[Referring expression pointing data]
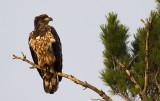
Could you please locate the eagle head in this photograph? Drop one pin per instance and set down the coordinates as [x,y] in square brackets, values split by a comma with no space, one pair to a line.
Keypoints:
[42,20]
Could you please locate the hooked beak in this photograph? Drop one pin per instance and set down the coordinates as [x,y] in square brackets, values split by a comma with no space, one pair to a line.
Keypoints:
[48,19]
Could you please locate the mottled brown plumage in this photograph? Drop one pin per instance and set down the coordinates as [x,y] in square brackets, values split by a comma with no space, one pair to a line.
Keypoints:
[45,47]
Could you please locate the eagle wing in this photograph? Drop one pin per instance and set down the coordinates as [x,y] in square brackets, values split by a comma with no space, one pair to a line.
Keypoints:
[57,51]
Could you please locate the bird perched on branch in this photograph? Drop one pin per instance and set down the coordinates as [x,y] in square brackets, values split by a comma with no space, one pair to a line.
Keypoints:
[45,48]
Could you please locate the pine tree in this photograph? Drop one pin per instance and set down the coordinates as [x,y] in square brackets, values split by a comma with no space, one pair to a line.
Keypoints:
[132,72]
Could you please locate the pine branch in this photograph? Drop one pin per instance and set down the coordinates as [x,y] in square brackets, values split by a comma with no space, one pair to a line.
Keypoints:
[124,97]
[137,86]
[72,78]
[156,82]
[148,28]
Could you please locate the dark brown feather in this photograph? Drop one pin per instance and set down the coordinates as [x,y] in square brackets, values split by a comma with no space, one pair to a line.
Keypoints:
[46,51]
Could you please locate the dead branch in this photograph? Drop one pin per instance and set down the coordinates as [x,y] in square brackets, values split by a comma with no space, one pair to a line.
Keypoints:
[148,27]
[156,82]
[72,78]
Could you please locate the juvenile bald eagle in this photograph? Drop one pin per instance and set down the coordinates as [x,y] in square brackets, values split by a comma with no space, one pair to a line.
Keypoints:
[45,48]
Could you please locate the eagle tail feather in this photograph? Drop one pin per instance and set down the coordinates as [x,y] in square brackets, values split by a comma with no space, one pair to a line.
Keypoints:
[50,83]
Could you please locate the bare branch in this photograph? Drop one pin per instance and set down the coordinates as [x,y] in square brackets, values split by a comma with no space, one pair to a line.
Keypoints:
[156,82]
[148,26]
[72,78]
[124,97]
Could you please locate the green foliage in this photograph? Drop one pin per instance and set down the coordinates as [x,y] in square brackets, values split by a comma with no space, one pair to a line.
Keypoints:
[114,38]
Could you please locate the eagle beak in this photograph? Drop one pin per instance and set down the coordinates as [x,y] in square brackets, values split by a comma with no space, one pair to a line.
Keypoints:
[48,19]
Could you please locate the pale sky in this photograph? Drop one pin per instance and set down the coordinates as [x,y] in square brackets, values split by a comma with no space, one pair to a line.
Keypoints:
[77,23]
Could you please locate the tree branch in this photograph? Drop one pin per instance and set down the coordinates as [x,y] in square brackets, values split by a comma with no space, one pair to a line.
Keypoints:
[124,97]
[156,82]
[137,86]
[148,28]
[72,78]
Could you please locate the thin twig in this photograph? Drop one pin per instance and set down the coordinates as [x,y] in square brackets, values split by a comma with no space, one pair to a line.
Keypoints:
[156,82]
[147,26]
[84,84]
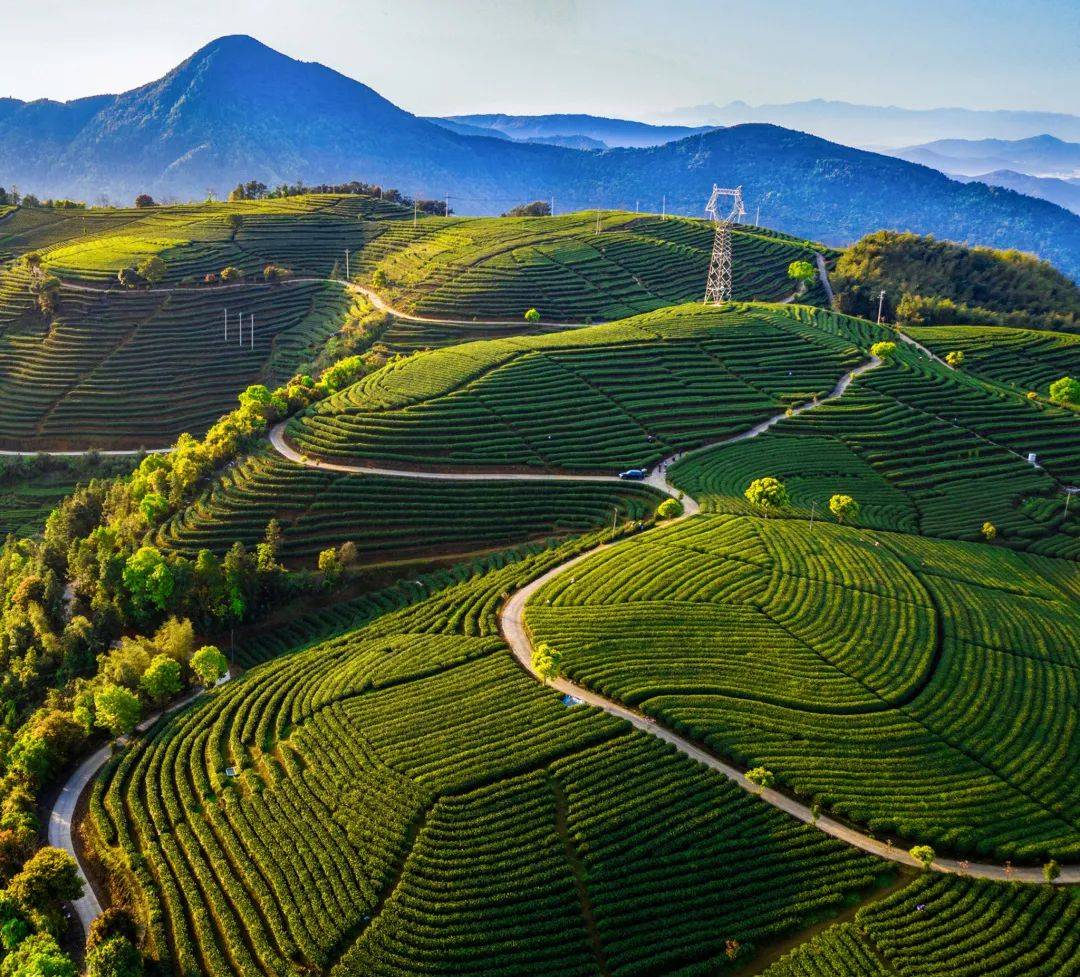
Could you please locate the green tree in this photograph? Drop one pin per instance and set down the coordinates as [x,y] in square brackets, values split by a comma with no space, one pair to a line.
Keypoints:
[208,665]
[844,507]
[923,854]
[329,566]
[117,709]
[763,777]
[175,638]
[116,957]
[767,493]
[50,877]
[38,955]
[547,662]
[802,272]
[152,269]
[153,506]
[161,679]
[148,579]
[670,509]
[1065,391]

» Your goal: Render all entries verbatim, excluding any pictures they hold.

» Result for this exercise:
Could you please locate the eagle head in this photograph? Drop one pin per instance and set down the coordinates as [x,y] in square brackets, values split by a comma with no space, one pair to a line.
Keypoints:
[42,20]
Could you please locate the hooked beak in this photograph? Drop one pin per instance and set down the coordinates as [x,y] in square brackets, values split by a comma with no space, one pair to a line.
Keypoints:
[48,19]
Could you please locate the mottled brown plumage in this photograph? Drop one pin per instance and set down the coordinates as [x,y] in square brackets, values split by a comma with no space, one pair to a line.
Keypoints:
[45,47]
Could you please locate the eagle wing in this photograph? Drop one pin per instance and set down the coordinates as [x,y] in square brackets, values split by a comma with no space, one pair to a line.
Keypoints:
[57,51]
Could you please locate the bird perched on branch in this photograph? Drop one pin per instance and set down the coordinates as [x,y] in square brackets, values split by a comma with no space, one pair to a line.
Keypoints:
[45,48]
Could you please locate the pine tree in this photograph? Drop one pin per instance and set down the coordinates as [x,y] in square brackets, values split by a comma with no space, one pair to a line.
Keypoints:
[132,72]
Could you please locate the pine branch in this photograph? Drop one pin per instance and set down the coordinates as [x,y] in square brackets, values split by a comma with no space, one pair to a line.
Keypoints:
[124,97]
[137,86]
[72,78]
[156,82]
[148,28]
Could you please locate the dark brown feather in this photograph? Drop one pin per instance and set down the coordinates as [x,y] in square brackets, values split by a comma with no space, one pair to a line.
Keypoints:
[46,51]
Could you please locate the dead branch in this photograph? Drop one pin per instance and set down the coordinates as [x,y] in square brackets, values split by a comma with no space, one pair to a line.
Keypoints:
[148,27]
[156,82]
[72,78]
Could you please locate the juvenile bald eagle in this photograph? Drop one pin per instance and set down the coordinates as [x,y] in square brackets, values split by a comma with no space, one pair to a line.
Keypoints:
[45,48]
Could you please locate the eagle tail feather in this photograph? Drop one pin per instance and set down the coordinates as [x,y] in square brackets, values split by a comma with no space, one pair to a line.
Keypoints:
[50,83]
Could you please locate the bare branch in this photograph? Drop one pin per instance and set down the coordinates as [x,y] in square brackets, values split by a comma with no space, one pair to a line.
Keypoints:
[156,82]
[148,26]
[72,78]
[124,97]
Could you please locate the green foliage in this photograph? Drop one pin per instance and set down the coordinates as [x,y] in square brackets, values split by a comma with no space, one pair to a line.
Keypoints:
[114,38]
Could you please locate the eagle beak in this photograph? Drop one pin per instance and set down the coordinates as [x,y] in square brackets, values split by a comma with no space, one pair to a line.
Keypoints:
[48,19]
Could you please locate the pale sky in this photograph? Drop one pin per instance and set down the coordinates as [x,y] in square brackets, values split by a comma with no space, one pair to a line.
Keypoints:
[77,23]
Could you please locate the tree branch in this photograph? Drop one pin per instance and set down the coordinates as [x,y] in square brackets, values split by a comma with no space, one pair to a line.
Keypoints:
[124,97]
[156,82]
[137,86]
[148,28]
[72,78]
Could you please locate the thin twig in this photograph? Drop one pin per instance and set down the coordinates as [x,y] in square brackets, values split by a comma with no space, one pair to a line.
Keypoints:
[156,82]
[147,26]
[84,84]
Could you please locate the green tree in this photograph? Drop one pin per instance and set down the coordinates as [x,y] in square brackets, values split by a comma with no space, one pair to a line.
Keypoints:
[208,665]
[844,507]
[923,854]
[329,566]
[117,709]
[763,777]
[175,638]
[116,957]
[767,493]
[50,877]
[38,955]
[547,662]
[802,272]
[152,269]
[153,506]
[161,679]
[148,579]
[670,509]
[1065,391]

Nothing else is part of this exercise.